*EXTRACT*:
▽
Whereas water service was previously priced more like a progressive income tax, with the lowest consumers paying the lowest rates, Interagua has flattened out the rate structure and now big water consuming businesses are paying the same as residents. "It’s pricing some families out of the market," Joiner said. "It’s great for business. It’s not great for people who don’t have enough water to bathe or wash their clothes."

The Observatory would like the water system turned back over to the government. The local authority, which once ran the water service and is now charged with overseeing Interagua, fined the company $1.5 million for not meeting goals for expanding service. According to Joiner, there’s been no follow-up on whether the company is meeting those goals now.

The Observatory also filed complaints with the World Bank, which attempted a settlement, but, according to Joiner, representatives from Interagua refused to sit down at the same table as Cardenas. "The process stalled," Joiner said. "Interagua said the issue had become too politicized. César [Cardenas] has a reputation for rabble-rousing, and at the time he was lobbying for constitutional amendments outlawing privatization. Interagua considered it negotiating with a hostile party."

A new constitution was passed in September that does, in fact, outlaw privatization, but still allows existing contracts to be honored if they pass a government audit.

In the meantime, the local rumor is that Bechtel is arranging to sell Interagua to another company. Bechtel wouldn’t confirm this, and no one could say more beyond what was reported in speculative articles in Guayaquil’s local newspapers.

It wouldn’t be the first time Bechtel bailed on an international water contract. In what was part of a massive privatization of a variety of Bolivia’s national services, in 1996 the World Bank granted the city of Cochabamba a $14 million loan to improve water service for its 600,000 citizens. Like Ecuador, there were strings attached: a future privatization of the city’s water service. It was sold to Aguas del Tunari, the sole bidder — also a subsidiary of Bechtel. Almost immediately rates increased by nearly 200 percent for some families. In January 2000, people stopped paying, started rallying, and the water war began.

Led by La Coordinadora for the Defense of Water and Life, organizers shut down the city, physically blockading roads and demanding the regional governor review the contract. The battle went on into February, resulting in injuries to 175 people and the death of one. Originally the government announced a rate rollback for six months, but the Bechtel contract remained. "The [Bechtel] contract was very hard to get a hold of," Omar Fernandez of the Coordinadora told Jim Schulz of the Democracy Center. "It was like a state secret." Once they did examine a copy of it, Bechtel’s sweetheart deal for a guaranteed 16 percent profit was exposed and people demanded a full repeal.

Eventually, the residents got it, and though decent water service in Cochabamba is still elusive, the water war has become the poster child for successful grassroots activism.

"One of the most inspiring struggles around community control of water happened in Cochabamba, Bolivia, in the year 2000, when international corporation Bechtel — based here in San Francisco — privatized the municipal water system and hiked the water rates for citizens by 30 to 40 percent. Thankfully, there was a popular upsurge. It was a very bitter struggle and people succeeded in turning control back to public hands.
△
*LISTED ENTRIES*:
▽
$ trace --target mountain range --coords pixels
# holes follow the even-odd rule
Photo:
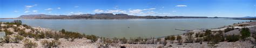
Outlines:
[[[23,15],[17,19],[172,19],[172,18],[207,18],[207,17],[183,17],[183,16],[137,16],[126,14],[99,13],[83,14],[80,15],[47,15],[30,14]]]

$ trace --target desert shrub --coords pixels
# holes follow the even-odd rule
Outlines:
[[[23,26],[23,27],[24,27],[25,28],[26,28],[26,29],[30,29],[30,28],[31,29],[31,28],[32,28],[31,26],[28,26],[27,25],[24,24],[24,25],[22,25],[22,26]]]
[[[41,44],[43,46],[45,47],[58,47],[58,45],[60,45],[60,42],[58,41],[52,40],[51,42],[46,40],[43,40],[41,42]]]
[[[24,30],[22,30],[22,31],[18,32],[18,34],[20,35],[22,35],[22,36],[24,36],[24,37],[26,37],[28,35],[27,34],[27,33],[25,33]]]
[[[231,30],[233,30],[234,29],[234,27],[227,27],[227,28],[226,28],[225,30],[224,30],[224,32],[225,33],[226,33],[226,32],[228,32],[228,31],[231,31]]]
[[[20,35],[15,35],[14,36],[14,42],[16,43],[18,43],[20,41],[22,41],[24,38],[23,36],[22,36]]]
[[[76,32],[67,31],[65,31],[65,30],[63,29],[60,30],[60,31],[61,32],[62,34],[64,34],[63,35],[64,38],[67,39],[68,41],[69,41],[69,39],[71,39],[70,40],[71,41],[73,41],[76,38],[82,38],[83,37],[87,36],[85,36],[85,34],[81,35],[80,33],[76,33]],[[88,36],[93,37],[93,36],[91,36],[90,35],[88,35]]]
[[[79,38],[80,36],[80,34],[78,33],[72,32],[70,34],[71,41],[74,41],[75,39]]]
[[[219,30],[219,31],[218,31],[218,33],[219,34],[223,34],[223,31],[221,31],[221,30]]]
[[[211,34],[211,30],[208,30],[208,29],[206,29],[205,30],[205,36],[207,36],[207,35],[210,35]]]
[[[196,37],[202,37],[203,36],[204,36],[204,33],[203,33],[199,32],[199,33],[196,33],[195,35]]]
[[[17,25],[17,26],[22,24],[22,21],[21,20],[14,20],[14,22],[15,23],[15,25]]]
[[[256,39],[256,33],[252,33],[252,37],[253,37],[253,38]],[[256,42],[256,39],[254,39],[254,41]]]
[[[5,32],[5,35],[11,35],[14,33],[9,31],[7,29],[4,29],[4,32]]]
[[[53,38],[55,40],[59,40],[59,38],[61,38],[62,35],[60,34],[58,34],[57,32],[55,32]]]
[[[227,42],[236,42],[239,40],[239,35],[233,35],[226,36],[226,41]]]
[[[45,35],[43,32],[39,32],[37,35],[39,38],[44,38],[45,37]]]
[[[211,37],[213,36],[213,35],[206,36],[205,37],[203,37],[203,39],[204,39],[203,41],[204,42],[209,42],[212,39]]]
[[[174,36],[167,36],[165,38],[165,40],[171,40],[171,41],[173,41],[175,40],[176,38]]]
[[[0,25],[1,26],[1,25]],[[0,27],[0,31],[3,31],[3,30],[2,30],[2,28]]]
[[[10,43],[11,42],[11,37],[10,36],[6,35],[4,37],[4,43]]]
[[[178,35],[178,36],[177,36],[176,39],[177,39],[177,40],[180,40],[180,39],[182,39],[181,36],[180,36],[180,35]]]
[[[47,38],[53,38],[53,33],[52,33],[52,31],[46,31],[45,33],[45,37]]]
[[[23,41],[23,45],[26,47],[26,48],[32,48],[32,47],[35,47],[37,46],[37,43],[36,42],[33,42],[32,41],[29,40],[29,39],[25,39]]]
[[[212,44],[218,44],[219,42],[224,41],[225,38],[222,34],[218,33],[215,35],[211,35],[211,39],[210,39],[210,42]]]
[[[194,32],[188,32],[186,34],[186,36],[192,36],[193,34],[194,34]]]
[[[241,39],[245,39],[245,38],[251,36],[251,33],[250,32],[250,29],[248,28],[242,28],[242,30],[240,31],[240,34],[241,35]]]
[[[93,35],[86,35],[86,38],[87,39],[92,40],[92,42],[95,42],[95,41],[96,41],[98,39],[98,37]]]
[[[197,39],[196,39],[196,40],[194,41],[194,42],[195,43],[199,43],[199,42],[202,42],[203,40],[203,38],[197,38]]]
[[[194,38],[192,36],[188,36],[186,38],[186,40],[185,41],[184,43],[193,43],[194,41]]]

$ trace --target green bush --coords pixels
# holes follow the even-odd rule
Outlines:
[[[20,35],[15,35],[14,36],[14,42],[16,43],[18,43],[20,41],[22,41],[24,38],[23,36],[22,36]]]
[[[25,39],[23,41],[23,45],[26,47],[26,48],[32,48],[32,47],[35,47],[37,46],[37,43],[35,42],[33,42],[32,41],[29,40],[29,39]]]
[[[248,28],[242,28],[242,30],[240,31],[241,39],[245,39],[246,37],[248,37],[251,36],[251,33],[250,32],[250,29]]]
[[[240,39],[239,35],[233,35],[226,36],[226,41],[227,42],[236,42]]]
[[[203,38],[197,38],[197,39],[196,39],[196,40],[194,41],[194,42],[195,43],[199,43],[199,42],[202,42],[203,40]]]
[[[41,44],[43,45],[43,46],[45,47],[58,47],[59,45],[60,45],[60,42],[56,40],[52,40],[51,42],[43,40],[41,42]]]
[[[5,32],[5,35],[11,35],[14,34],[14,33],[9,31],[7,29],[5,29],[4,31]]]
[[[233,30],[234,29],[234,28],[233,27],[227,27],[227,28],[226,28],[225,30],[224,30],[224,32],[225,33],[226,33],[226,32],[228,32],[228,31],[231,31],[231,30]]]
[[[188,32],[186,34],[186,36],[192,36],[193,34],[194,34],[194,32]]]
[[[176,38],[174,36],[169,36],[165,38],[165,40],[174,41]]]
[[[184,43],[193,43],[194,41],[194,38],[192,36],[188,36],[186,38],[186,40],[185,41]]]
[[[205,36],[207,36],[207,35],[210,35],[211,34],[211,30],[208,30],[208,29],[206,29],[205,30]]]
[[[10,43],[11,42],[11,37],[9,35],[6,35],[4,36],[4,43]]]
[[[24,30],[22,30],[19,32],[18,33],[18,34],[20,35],[22,35],[24,37],[27,37],[28,36],[28,35],[26,33],[25,33]]]
[[[95,42],[98,39],[98,37],[93,35],[86,35],[86,38],[87,39],[91,39],[92,41],[92,42]]]
[[[181,36],[180,36],[180,35],[178,35],[178,36],[177,36],[177,39],[177,39],[177,40],[180,40],[180,39],[182,39]]]

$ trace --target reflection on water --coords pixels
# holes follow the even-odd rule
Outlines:
[[[246,20],[224,19],[21,19],[23,23],[54,30],[65,29],[85,34],[105,37],[158,37],[180,34],[184,31],[174,29],[214,28]],[[12,21],[1,19],[0,21]]]

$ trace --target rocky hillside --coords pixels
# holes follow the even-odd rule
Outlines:
[[[30,14],[23,15],[18,19],[171,19],[171,18],[207,18],[207,17],[161,17],[161,16],[136,16],[126,14],[100,13],[84,14],[80,15],[46,15]]]

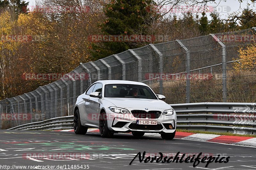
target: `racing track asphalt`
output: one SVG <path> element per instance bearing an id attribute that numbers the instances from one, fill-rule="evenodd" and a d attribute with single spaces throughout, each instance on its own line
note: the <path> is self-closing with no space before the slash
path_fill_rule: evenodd
<path id="1" fill-rule="evenodd" d="M 84 169 L 86 165 L 92 170 L 256 169 L 256 148 L 253 147 L 175 138 L 165 140 L 157 137 L 136 138 L 128 134 L 115 134 L 113 138 L 104 138 L 93 132 L 81 135 L 71 132 L 2 130 L 0 136 L 1 169 L 7 169 L 3 166 L 8 166 L 16 170 L 15 166 L 21 165 L 37 166 L 26 169 Z M 148 154 L 145 158 L 157 154 L 157 158 L 159 152 L 164 157 L 174 157 L 179 152 L 180 159 L 184 153 L 186 158 L 201 152 L 200 158 L 218 154 L 220 158 L 230 158 L 227 163 L 212 162 L 207 167 L 206 163 L 202 162 L 194 168 L 193 163 L 184 162 L 140 162 L 138 157 L 129 165 L 139 152 L 144 151 Z M 58 165 L 65 166 L 57 168 Z"/>

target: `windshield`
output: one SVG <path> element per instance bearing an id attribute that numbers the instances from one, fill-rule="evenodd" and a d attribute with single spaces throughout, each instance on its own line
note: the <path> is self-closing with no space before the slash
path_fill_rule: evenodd
<path id="1" fill-rule="evenodd" d="M 126 84 L 106 85 L 104 96 L 105 97 L 157 99 L 148 87 Z"/>

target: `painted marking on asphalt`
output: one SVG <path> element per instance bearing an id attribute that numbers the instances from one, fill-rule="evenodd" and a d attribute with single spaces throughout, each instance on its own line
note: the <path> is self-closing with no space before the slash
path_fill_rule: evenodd
<path id="1" fill-rule="evenodd" d="M 197 133 L 182 138 L 182 139 L 191 139 L 200 141 L 206 141 L 213 138 L 219 137 L 220 135 L 205 133 Z"/>
<path id="2" fill-rule="evenodd" d="M 252 144 L 255 145 L 256 144 L 256 138 L 251 138 L 245 140 L 236 142 L 235 144 L 251 146 Z"/>
<path id="3" fill-rule="evenodd" d="M 233 144 L 249 139 L 254 138 L 252 137 L 238 137 L 236 136 L 227 136 L 221 135 L 209 140 L 209 142 L 220 142 L 225 144 Z"/>

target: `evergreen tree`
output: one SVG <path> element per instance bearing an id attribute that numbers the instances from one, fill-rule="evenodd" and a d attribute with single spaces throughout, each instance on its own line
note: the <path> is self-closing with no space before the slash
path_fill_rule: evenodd
<path id="1" fill-rule="evenodd" d="M 244 9 L 239 19 L 241 29 L 251 28 L 256 26 L 256 13 L 252 9 Z"/>
<path id="2" fill-rule="evenodd" d="M 212 19 L 210 22 L 209 27 L 211 33 L 220 33 L 223 31 L 223 24 L 220 19 L 218 13 L 212 13 L 210 14 Z"/>
<path id="3" fill-rule="evenodd" d="M 151 0 L 112 0 L 107 5 L 105 14 L 108 17 L 100 26 L 103 35 L 147 35 L 151 23 L 157 18 Z M 139 47 L 136 42 L 104 42 L 92 44 L 92 53 L 95 59 Z"/>
<path id="4" fill-rule="evenodd" d="M 23 0 L 0 0 L 0 9 L 10 10 L 18 16 L 20 13 L 27 13 L 29 4 Z"/>
<path id="5" fill-rule="evenodd" d="M 209 25 L 208 19 L 204 12 L 202 13 L 202 17 L 199 20 L 199 30 L 203 35 L 209 33 Z"/>

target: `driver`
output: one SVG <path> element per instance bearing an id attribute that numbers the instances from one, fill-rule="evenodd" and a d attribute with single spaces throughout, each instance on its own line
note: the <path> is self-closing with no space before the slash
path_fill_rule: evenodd
<path id="1" fill-rule="evenodd" d="M 134 97 L 135 97 L 138 95 L 138 90 L 137 89 L 132 89 L 131 90 L 132 95 Z"/>

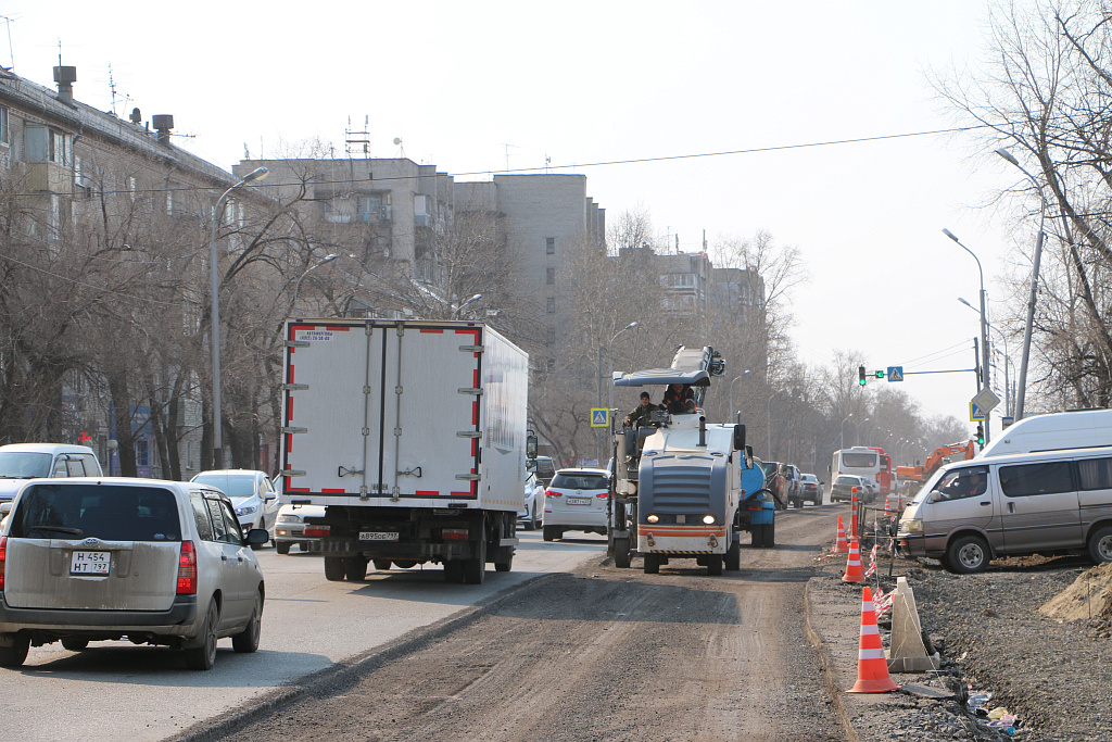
△
*PROBLEMS AND TASKS*:
1: For each statement, say yes or no to whether it agrees with the water privatization article, and quote the article's deciding words. (a) Under Interagua's rate structure, big water-consuming businesses pay the same as residents. (b) Bechtel confirmed that it was arranging to sell Interagua. (c) The constitution passed in September voids all existing contracts.
2: According to the water privatization article, why did Interagua's representatives refuse to sit down at the same table as Cardenas during the World Bank settlement attempt?
3: Echo the water privatization article from "Eventually, the residents" up to and including "successful grassroots activism.", word for word.

*ANSWERS GIVEN*:
1:
(a) Yes: "now big water consuming businesses are paying the same as residents"
(b) No: "Bechtel wouldn’t confirm this"
(c) No: "but still allows existing contracts to be honored if they pass a government audit"

2: Interagua said the issue had become too politicized. Cardenas had a reputation for rabble-rousing and was lobbying at the time for constitutional amendments outlawing privatization, so Interagua considered talks with him to be negotiating with a hostile party.

3:
Eventually, the residents got it, and though decent water service in Cochabamba is still elusive, the water war has become the poster child for successful grassroots activism.